* [À FAIRE]: Reprenez le texte sur le « bien vivre » juste après sa dernière phrase et rédigez-en la suite.

* [EXTRAIT DU TEXTE]:
..........
Vous avancez la notion de « bien vivre » (bien vivir). Qui concerne-t-elle ?

Evo Morales. Le bien vivre signifie qu’il faut rechercher l’égalité,
l’équilibre, car pour vivre mieux, on ne peut exploiter l’être humain ni
porter préjudice à l’autre. Il faut une harmonie entre les hommes et la
nature, la Terre Mère, la Pacha Mama. La Pacha Mama a plus de droits que
l’homme car elle peut exister sans l’homme, mais l’inverse n’est pas
possible. Cette logique est incompatible avec le capitalisme. Il est le pire
ennemi de l’environnement. La meilleure façon de défendre l’homme, c’est de défendre d’abord la nature ; si nous détruisons la planète, à quoi sert de
défendre les droits de l’homme ! L’avenir passe par des politiques sociales,
nationales, et par le renforcement de l’intégration, sur la base de la
complémentarité, de la solidarité et de la coopération. Nous avançons,
contre les traités de libre-échange, la notion de « traité de commerce des
peuples ».

Pensez-vous que l’Europe fait ce qu’il faut pour sortir de la crise ?
..........
* [DONNÉES EXTRAITES]:
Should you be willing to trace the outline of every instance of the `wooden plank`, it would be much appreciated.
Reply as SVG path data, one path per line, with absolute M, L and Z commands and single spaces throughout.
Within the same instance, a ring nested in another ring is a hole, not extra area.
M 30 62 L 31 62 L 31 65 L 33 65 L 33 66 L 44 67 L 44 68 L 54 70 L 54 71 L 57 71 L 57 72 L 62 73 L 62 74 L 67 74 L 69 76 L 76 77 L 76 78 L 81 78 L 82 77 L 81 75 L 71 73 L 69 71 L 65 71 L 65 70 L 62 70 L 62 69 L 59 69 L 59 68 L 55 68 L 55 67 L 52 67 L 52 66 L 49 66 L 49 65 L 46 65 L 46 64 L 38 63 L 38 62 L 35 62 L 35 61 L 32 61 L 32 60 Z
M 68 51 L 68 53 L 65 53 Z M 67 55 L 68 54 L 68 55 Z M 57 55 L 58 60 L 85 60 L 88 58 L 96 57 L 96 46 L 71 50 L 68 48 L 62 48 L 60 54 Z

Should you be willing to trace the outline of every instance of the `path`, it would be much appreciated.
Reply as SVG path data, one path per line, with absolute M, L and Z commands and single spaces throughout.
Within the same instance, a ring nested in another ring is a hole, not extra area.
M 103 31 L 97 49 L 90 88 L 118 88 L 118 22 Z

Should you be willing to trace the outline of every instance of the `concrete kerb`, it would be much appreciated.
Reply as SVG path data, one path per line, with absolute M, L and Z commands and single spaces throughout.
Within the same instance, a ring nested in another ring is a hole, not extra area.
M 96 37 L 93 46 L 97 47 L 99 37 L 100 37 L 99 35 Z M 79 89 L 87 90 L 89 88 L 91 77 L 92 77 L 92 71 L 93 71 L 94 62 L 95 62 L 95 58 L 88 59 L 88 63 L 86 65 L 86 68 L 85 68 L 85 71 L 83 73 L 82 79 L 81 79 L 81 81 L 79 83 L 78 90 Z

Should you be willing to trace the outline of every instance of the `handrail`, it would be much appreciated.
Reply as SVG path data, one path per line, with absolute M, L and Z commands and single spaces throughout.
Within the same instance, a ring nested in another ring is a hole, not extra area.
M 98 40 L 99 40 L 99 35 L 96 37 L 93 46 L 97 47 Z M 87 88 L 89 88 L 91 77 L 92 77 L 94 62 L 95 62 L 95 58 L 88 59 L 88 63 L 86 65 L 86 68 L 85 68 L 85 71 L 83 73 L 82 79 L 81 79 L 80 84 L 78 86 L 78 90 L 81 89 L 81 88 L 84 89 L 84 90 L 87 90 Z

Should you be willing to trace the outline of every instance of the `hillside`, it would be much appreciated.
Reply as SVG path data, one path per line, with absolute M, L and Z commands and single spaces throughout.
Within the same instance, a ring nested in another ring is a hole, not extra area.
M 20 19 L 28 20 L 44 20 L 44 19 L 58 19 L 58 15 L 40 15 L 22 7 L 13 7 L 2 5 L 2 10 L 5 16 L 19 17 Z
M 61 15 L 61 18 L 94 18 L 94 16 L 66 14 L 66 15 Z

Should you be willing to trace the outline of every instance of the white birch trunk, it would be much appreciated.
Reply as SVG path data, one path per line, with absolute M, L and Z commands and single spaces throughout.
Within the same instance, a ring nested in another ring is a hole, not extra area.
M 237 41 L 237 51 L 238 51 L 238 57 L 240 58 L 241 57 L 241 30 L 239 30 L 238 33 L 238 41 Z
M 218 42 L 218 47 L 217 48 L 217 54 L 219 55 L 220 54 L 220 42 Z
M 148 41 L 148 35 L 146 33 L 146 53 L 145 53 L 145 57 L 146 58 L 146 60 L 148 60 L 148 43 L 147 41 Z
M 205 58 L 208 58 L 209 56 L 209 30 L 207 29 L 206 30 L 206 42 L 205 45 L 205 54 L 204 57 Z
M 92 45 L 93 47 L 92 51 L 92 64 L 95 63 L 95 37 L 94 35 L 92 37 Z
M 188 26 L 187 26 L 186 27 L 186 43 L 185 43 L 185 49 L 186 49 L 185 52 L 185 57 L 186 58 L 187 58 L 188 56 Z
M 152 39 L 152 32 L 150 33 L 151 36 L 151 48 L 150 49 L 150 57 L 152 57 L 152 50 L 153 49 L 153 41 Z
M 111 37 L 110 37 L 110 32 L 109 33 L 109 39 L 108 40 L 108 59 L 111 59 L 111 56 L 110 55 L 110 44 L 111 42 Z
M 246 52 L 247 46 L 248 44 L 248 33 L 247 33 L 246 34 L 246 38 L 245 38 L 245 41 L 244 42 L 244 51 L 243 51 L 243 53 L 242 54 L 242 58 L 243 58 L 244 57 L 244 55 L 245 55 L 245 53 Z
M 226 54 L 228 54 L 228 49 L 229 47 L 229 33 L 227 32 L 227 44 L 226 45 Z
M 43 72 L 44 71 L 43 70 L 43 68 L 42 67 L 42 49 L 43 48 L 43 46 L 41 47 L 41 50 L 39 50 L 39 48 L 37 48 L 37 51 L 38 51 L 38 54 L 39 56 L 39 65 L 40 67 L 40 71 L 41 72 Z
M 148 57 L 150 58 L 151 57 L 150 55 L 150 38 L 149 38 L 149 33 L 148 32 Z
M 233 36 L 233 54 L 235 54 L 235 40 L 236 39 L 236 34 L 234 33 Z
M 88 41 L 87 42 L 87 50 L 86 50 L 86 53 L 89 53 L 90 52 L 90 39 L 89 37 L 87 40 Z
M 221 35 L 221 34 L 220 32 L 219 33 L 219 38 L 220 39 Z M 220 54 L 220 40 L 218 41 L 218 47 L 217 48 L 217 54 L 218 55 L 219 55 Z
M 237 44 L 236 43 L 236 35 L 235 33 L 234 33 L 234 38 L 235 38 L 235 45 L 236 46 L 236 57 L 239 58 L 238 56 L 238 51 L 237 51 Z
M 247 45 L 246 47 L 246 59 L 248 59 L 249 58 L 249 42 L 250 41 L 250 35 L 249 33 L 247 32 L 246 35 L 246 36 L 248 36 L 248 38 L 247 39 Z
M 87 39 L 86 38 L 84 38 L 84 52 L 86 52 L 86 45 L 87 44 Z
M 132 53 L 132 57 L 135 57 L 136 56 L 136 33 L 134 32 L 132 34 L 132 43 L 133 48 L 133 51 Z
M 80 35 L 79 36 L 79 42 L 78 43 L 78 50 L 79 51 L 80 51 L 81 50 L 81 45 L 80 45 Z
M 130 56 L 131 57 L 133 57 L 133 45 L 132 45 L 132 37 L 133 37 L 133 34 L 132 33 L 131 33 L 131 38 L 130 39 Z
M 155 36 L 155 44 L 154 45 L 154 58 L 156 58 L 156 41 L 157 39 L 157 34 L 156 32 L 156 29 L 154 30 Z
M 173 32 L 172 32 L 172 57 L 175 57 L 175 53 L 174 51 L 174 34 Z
..........
* [EXERCICE CORRIGÉ]:
Evo Morales. Je ne veux pas m’ingérer dans les affaires européennes. Mais je
crois que le plus important est de consolider l’économie nationale, de
développer des politiques sociales ambitieuses. Les services de base doivent
être des Droits de l’homme et relever de la gestion et de la compétence des
États. Nous voulons que l’eau, l’électricité, les télécommunications soient
un bien commun, un droit humain universel, comme le prônent les Nations
unies. Et surtout, il faut que l’État prenne une part importante dans
l’économie nationale et garantisse le progrès social.

[rouge]Evo Morales en quelques dates clef [/rouge]

1959 : Juan Evo Morales Ayma naît le 26 octobre dans l’Altiplano bolivien,
en pleine cordillère des Andes, à Orinoca (département d’Oruro), dans une
famille modeste de paysans amérindiens.
1988 : première participation au congrès extraordinaire de la Confédération
syndicale unique des travailleurs paysans de Bolivie (CSTUCB).
1997 : Evo Morales est élu député lors des législatives sur la liste de la
Gauche unie (Izquierda Unida), et siégera au Parlement sous les présidences
du dictateur Hugo Banzer et Jorge Quiroga.
2002 : en janvier, le député est destitué par la Commission d’éthique du
Parlement après s’être exprimé pour le droit des paysans à résister
militairement aux attaques de l’armée. Quelques semaines plus tard, candidat à la présidentielle, il recueille 20 % des voix et apparaît comme
l’alternative à gauche contre le président libéral Gonzalo Sánchez de
Lozada.
2003 : d’importants mouvements sociaux éclatent, réprimés par le pouvoir,
faisant une centaine de morts.
2004 : le Mouvement pour le socialisme (MAS), le parti de Morales, obtient
18 % des suffrages aux municipales et devient le premier parti.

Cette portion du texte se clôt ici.